* START Data supplied *

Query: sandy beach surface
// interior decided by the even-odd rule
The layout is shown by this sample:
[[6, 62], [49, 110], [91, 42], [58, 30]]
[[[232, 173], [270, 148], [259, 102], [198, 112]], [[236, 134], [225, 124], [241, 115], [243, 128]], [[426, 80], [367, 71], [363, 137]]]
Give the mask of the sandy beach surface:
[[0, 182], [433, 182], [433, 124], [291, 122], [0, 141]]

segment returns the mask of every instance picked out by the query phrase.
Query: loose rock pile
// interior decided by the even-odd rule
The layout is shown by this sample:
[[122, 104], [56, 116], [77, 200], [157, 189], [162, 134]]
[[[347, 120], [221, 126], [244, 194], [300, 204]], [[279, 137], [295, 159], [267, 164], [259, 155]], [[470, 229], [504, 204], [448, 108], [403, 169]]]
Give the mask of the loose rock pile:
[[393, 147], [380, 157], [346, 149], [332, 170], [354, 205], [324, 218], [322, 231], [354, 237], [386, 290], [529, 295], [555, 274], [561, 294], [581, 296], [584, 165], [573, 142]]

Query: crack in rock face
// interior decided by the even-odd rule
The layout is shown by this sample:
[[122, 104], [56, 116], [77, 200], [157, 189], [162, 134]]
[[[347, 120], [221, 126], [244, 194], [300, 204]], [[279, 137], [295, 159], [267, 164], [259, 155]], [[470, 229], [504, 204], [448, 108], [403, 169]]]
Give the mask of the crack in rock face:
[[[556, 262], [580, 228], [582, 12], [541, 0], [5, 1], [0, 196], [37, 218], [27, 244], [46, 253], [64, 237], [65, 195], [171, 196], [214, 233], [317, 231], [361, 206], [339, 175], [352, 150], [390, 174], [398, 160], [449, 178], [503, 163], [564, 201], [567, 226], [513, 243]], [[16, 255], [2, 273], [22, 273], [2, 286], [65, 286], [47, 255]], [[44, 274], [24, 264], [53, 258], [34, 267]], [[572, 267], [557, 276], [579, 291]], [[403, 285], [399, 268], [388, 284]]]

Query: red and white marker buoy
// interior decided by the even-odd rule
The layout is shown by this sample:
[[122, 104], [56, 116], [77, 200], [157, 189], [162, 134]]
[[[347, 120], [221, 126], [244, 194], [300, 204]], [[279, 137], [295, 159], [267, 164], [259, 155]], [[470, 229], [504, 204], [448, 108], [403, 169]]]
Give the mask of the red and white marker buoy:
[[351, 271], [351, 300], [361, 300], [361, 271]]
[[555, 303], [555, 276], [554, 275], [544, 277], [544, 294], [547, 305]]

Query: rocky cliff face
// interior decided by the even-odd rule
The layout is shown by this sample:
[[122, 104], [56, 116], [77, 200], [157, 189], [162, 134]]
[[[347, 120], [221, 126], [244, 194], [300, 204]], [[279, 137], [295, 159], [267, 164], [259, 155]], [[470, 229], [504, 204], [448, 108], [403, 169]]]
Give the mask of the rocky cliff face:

* END Data supplied *

Do this -> Return every one of these rows verbatim, keeping each line identical to the original.

Problem solution ->
Query: sandy beach surface
// interior decided by the even-odd rule
The layout is shown by this sample:
[[6, 62], [49, 110], [91, 42], [58, 30]]
[[[232, 173], [270, 148], [259, 102], [198, 112]], [[236, 134], [225, 124], [241, 115], [243, 128]], [[426, 80], [367, 71], [363, 137]]]
Give the mask of the sandy beach surface:
[[0, 182], [433, 182], [433, 124], [291, 122], [0, 141]]

segment returns the mask of every instance picked out by the query phrase.
Query: loose rock pile
// interior decided by the even-odd rule
The layout is shown by this sample:
[[122, 104], [56, 116], [77, 200], [157, 189], [162, 134]]
[[[347, 120], [221, 126], [244, 194], [300, 204]], [[279, 137], [295, 159], [267, 164], [259, 155]], [[470, 229], [504, 204], [448, 108], [403, 169]]]
Give the mask of the loose rock pile:
[[393, 147], [380, 157], [346, 149], [332, 170], [354, 205], [324, 218], [322, 231], [354, 237], [386, 290], [529, 295], [555, 274], [561, 294], [581, 296], [584, 165], [573, 142]]

Query: crack in rock face
// interior decided by the even-odd rule
The layout is shown by this sample:
[[122, 104], [56, 116], [77, 200], [157, 189], [162, 134]]
[[[347, 120], [221, 126], [244, 194], [300, 204]], [[279, 137], [295, 159], [267, 164], [259, 155]], [[470, 229], [504, 204], [448, 108], [403, 169]]]
Give the mask of the crack in rock face:
[[[556, 262], [580, 228], [582, 12], [541, 0], [5, 1], [0, 196], [37, 218], [27, 244], [46, 253], [64, 237], [65, 195], [171, 196], [214, 233], [317, 231], [361, 206], [339, 175], [352, 150], [390, 174], [398, 160], [449, 178], [503, 163], [564, 201], [567, 226], [513, 243]], [[16, 255], [2, 273], [22, 273], [2, 286], [65, 286], [47, 255]], [[44, 274], [24, 264], [53, 258], [34, 267]], [[572, 267], [557, 276], [579, 291]], [[403, 285], [399, 268], [388, 284]]]

Query: red and white marker buoy
// interior decided by the even-odd rule
The layout is shown by this sample:
[[122, 104], [56, 116], [77, 200], [157, 189], [162, 134]]
[[[347, 120], [221, 126], [244, 194], [300, 204]], [[279, 137], [295, 159], [267, 164], [259, 155]], [[470, 229], [504, 204], [448, 108], [403, 169]]]
Give the mask of the red and white marker buoy:
[[351, 271], [351, 300], [361, 300], [361, 271]]
[[555, 303], [555, 276], [554, 275], [544, 277], [544, 294], [547, 305]]

Query: rocky cliff face
// interior decided by the even-odd rule
The layout is shown by this sample:
[[122, 104], [56, 116], [77, 200], [157, 189], [162, 134]]
[[[347, 120], [221, 126], [244, 194], [300, 204]], [[279, 137], [295, 159], [267, 164], [259, 155]], [[470, 229], [504, 204], [448, 108], [403, 169]]]
Give the mask of the rocky cliff face:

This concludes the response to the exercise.